- WORK TO DO
Please print the part of the mailing-list message on dataset definitions between "Thanks for your" and "variety of forms.", inclusive, copying it word for word.

Re: Brainstorming data quality needs within the Dataset Usage Vocabulary. from Eric Stephan on 2015-04-17 (public-dwbp-wg@w3.org from April 2015)

From: Eric Stephan <ericphb@gmail.com>
Date: Fri, 17 Apr 2015 05:03:38 -0700
To: "Debattista, Jeremy" <Jeremy.Debattista@iais.fraunhofer.de>
Cc: Antoine Isaac <aisaac@few.vu.nl>, Public DWBP WG <public-dwbp-wg@w3.org>
Message-ID: <CAMFz4jh8aKnU_+gF5D8jHGvO2F7fN6RMWUrmcY_HgiAq+rx1eQ@mail.gmail.com>
Jeremy,

Thanks for your thoughts, very interesting links.  From the perspective of
the Data Activity I believe DCAT:Dataset was always intended to be used to
some degree.  From a data modeling perspective  the definition DCAT:Dataset
was attractive because it provided us the definition needed to declare a
logical container for collections of data represented in a variety of forms.

It wasn't so much as excluding the other definitions as picking one that
would be useful to the model and is in line with the Data Activity.  Having
said all of this I'm wondering what you know about the equivalencies of the
dcat:Dataset definition to the others such as void:Dataset.  Are these
other concepts dataset all the same thing?  If so it would be nice to
provide in some way an equivalency mapping to these existing Dataset
concepts.  If the Dataset concepts are named the same but defined
differently I think we have a different argument.

What do you think?

Cheers,

Eric

On Thu, Apr 16, 2015 at 11:48 PM, Debattista, Jeremy <
Jeremy.Debattista@iais.fraunhofer.de> wrote:

>  Hi Eric, Antoine,
>
>
>  I am just wondering, why only "dcat:Dataset". I think in that way an
> existing (large) number of datasets that are not represented by
> dcat, will be "excluded", am I right? For example in [1] they say that
> around 14% of the crawled datasets use void (where there is an equivalent
> void:Dataset [2]) whilst only around 6% use dcat.
>
>
>  Apologies if I got this one wrong, but this is really confusing for me.
>
>
>  Cheers,
>
> Jeremy
>
>
>  [1] http://linkeddatacatalog.dws.informatik.uni-mannheim.de/state/#toc6
>
> [2] http://www.w3.org/TR/void/#dataset
>  ------------------------------
> *From:* Eric Stephan <ericphb@gmail.com>
> *Sent:* Friday, April 17, 2015 12:14 AM
> *To:* Antoine Isaac
> *Cc:* Public DWBP WG
> *Subject:* Re: Brainstorming data quality needs within the Dataset Usage
> Vocabulary.

Image annotation data:
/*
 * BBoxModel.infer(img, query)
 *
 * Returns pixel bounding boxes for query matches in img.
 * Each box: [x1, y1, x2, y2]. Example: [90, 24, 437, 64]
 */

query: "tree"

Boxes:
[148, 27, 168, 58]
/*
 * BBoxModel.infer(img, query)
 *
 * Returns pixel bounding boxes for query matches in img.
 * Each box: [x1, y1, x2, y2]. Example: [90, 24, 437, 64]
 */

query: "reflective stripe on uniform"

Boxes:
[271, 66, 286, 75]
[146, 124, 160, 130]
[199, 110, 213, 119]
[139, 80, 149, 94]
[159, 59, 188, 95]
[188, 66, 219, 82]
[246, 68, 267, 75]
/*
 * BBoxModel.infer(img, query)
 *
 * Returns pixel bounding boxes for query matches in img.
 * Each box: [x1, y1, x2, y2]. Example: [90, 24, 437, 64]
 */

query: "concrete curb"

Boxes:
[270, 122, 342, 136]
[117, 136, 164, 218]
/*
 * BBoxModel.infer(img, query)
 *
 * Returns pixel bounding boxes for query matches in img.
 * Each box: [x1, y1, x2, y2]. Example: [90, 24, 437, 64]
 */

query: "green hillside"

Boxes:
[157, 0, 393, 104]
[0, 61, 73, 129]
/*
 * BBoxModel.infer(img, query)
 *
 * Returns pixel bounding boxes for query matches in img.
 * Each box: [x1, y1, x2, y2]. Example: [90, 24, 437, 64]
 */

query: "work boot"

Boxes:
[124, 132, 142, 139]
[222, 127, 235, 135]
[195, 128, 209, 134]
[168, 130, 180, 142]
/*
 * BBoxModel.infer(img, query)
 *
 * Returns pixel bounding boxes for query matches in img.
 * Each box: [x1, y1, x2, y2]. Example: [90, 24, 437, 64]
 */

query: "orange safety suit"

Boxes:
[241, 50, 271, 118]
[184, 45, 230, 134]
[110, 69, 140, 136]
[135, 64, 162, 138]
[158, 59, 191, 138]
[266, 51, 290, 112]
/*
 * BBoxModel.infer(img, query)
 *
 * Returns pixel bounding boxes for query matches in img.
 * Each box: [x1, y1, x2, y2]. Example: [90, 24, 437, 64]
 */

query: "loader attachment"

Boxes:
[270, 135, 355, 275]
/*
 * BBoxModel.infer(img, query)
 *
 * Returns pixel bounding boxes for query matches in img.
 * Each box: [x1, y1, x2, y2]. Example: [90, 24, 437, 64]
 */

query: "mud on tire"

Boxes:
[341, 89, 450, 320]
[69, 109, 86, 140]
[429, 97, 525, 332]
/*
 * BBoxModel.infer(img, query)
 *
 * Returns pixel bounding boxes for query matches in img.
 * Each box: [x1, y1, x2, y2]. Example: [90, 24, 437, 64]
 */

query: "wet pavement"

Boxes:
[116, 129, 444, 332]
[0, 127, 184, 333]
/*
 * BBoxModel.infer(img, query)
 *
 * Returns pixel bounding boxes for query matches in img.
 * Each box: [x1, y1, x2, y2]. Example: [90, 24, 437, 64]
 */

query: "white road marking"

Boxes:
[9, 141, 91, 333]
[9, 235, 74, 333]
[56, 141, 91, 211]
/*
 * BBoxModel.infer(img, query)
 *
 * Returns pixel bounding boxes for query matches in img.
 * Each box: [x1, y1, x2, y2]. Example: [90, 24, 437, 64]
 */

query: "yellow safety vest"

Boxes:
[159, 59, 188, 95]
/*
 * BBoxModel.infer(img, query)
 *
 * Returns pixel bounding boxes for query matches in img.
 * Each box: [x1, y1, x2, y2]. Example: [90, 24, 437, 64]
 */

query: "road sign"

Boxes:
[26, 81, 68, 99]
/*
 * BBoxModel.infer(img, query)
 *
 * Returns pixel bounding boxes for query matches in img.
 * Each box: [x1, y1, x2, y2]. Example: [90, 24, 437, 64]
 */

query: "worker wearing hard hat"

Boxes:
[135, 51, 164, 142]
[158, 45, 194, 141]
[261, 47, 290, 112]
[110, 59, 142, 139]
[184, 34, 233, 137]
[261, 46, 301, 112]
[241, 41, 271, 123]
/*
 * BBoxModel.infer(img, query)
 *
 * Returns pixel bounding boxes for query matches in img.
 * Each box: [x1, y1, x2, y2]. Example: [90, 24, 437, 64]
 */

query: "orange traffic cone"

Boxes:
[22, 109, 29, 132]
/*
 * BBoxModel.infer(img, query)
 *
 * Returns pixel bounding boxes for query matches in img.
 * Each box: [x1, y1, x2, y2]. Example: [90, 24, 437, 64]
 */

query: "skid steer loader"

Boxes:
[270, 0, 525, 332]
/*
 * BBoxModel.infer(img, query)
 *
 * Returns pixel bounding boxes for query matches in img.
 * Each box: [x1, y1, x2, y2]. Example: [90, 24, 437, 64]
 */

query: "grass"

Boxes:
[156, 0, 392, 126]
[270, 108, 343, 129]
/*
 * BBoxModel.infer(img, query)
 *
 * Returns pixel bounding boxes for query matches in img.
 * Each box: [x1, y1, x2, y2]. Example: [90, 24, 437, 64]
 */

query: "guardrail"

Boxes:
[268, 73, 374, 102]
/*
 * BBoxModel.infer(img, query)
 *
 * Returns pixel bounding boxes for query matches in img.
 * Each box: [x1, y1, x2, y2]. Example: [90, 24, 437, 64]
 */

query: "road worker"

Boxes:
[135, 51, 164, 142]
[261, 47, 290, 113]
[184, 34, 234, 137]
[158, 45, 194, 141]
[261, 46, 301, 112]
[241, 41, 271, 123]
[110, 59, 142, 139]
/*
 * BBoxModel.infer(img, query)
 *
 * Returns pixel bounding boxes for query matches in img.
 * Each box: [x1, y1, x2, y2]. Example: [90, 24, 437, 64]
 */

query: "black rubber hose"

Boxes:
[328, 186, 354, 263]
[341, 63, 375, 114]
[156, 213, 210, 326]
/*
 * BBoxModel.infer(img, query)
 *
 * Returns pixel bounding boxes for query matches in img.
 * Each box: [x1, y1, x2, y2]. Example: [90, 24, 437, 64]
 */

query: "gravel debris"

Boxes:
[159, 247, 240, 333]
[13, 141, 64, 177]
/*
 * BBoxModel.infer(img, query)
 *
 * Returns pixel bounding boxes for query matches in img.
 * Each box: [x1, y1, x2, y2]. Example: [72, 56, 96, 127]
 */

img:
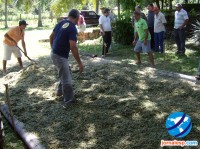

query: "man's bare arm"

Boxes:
[69, 40, 83, 72]
[100, 24, 105, 35]
[22, 39, 27, 56]
[49, 32, 54, 48]
[4, 33, 17, 45]
[179, 19, 189, 29]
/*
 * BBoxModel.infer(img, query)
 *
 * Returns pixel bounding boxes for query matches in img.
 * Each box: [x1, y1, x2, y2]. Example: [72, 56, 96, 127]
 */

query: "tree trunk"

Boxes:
[156, 0, 160, 9]
[117, 0, 120, 18]
[0, 104, 4, 149]
[96, 0, 99, 14]
[4, 0, 8, 28]
[38, 7, 42, 27]
[169, 0, 173, 10]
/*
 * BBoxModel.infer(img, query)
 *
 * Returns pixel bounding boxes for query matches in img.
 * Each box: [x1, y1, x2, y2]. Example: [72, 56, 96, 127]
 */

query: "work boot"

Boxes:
[62, 84, 74, 103]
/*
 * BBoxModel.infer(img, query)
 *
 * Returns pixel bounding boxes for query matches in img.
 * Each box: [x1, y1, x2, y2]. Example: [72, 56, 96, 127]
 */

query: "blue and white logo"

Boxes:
[166, 112, 192, 138]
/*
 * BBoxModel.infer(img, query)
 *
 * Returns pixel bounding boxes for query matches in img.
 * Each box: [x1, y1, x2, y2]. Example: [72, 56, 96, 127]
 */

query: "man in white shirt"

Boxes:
[174, 3, 189, 54]
[99, 8, 112, 56]
[154, 7, 167, 53]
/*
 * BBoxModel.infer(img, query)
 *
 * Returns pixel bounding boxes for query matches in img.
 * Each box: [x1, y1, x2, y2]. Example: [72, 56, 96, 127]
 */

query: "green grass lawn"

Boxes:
[0, 34, 200, 149]
[0, 52, 200, 149]
[80, 39, 200, 75]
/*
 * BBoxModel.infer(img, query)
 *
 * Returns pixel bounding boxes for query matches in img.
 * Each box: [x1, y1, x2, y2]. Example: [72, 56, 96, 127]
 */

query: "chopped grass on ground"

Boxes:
[0, 53, 200, 149]
[3, 118, 24, 149]
[80, 39, 200, 75]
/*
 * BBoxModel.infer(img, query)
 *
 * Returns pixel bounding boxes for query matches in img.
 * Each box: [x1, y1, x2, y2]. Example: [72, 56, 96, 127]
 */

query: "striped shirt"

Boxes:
[174, 9, 189, 29]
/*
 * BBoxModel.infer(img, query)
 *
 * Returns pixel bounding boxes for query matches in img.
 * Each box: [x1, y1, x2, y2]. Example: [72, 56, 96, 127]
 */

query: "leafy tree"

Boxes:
[16, 0, 51, 27]
[51, 0, 83, 16]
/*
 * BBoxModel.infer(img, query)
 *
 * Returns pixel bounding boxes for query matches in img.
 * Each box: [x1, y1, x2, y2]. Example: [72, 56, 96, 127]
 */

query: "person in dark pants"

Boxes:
[50, 9, 83, 106]
[99, 8, 112, 57]
[174, 3, 189, 54]
[147, 4, 155, 50]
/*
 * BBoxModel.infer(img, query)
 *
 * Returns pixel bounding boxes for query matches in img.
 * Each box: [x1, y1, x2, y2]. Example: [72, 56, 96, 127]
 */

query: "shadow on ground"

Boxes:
[1, 54, 200, 149]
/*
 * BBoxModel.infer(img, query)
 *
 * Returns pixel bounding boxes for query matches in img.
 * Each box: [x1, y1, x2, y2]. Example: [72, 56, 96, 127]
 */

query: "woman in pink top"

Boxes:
[78, 15, 86, 32]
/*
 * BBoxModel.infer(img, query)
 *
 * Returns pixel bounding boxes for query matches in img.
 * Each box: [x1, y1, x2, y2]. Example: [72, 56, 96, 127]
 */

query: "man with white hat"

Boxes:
[174, 3, 189, 54]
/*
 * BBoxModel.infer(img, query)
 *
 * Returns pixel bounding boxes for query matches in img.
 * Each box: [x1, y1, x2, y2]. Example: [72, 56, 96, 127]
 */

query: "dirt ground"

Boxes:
[0, 31, 200, 149]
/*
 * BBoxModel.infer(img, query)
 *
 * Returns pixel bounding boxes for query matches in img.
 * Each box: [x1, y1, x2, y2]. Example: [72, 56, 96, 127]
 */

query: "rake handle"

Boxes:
[4, 84, 15, 131]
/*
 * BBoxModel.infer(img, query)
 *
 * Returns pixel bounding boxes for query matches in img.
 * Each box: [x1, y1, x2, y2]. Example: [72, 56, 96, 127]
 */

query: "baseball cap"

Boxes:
[153, 7, 160, 11]
[103, 8, 110, 13]
[175, 3, 182, 7]
[68, 9, 80, 19]
[19, 20, 28, 26]
[133, 11, 141, 16]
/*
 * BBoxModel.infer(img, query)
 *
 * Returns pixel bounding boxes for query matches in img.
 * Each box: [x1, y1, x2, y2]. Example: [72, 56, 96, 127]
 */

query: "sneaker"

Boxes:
[52, 92, 63, 97]
[63, 100, 76, 108]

- TASK ANSWER
Thanks for your thoughts, very interesting links.  From the perspective of
the Data Activity I believe DCAT:Dataset was always intended to be used to
some degree.  From a data modeling perspective  the definition DCAT:Dataset
was attractive because it provided us the definition needed to declare a
logical container for collections of data represented in a variety of forms.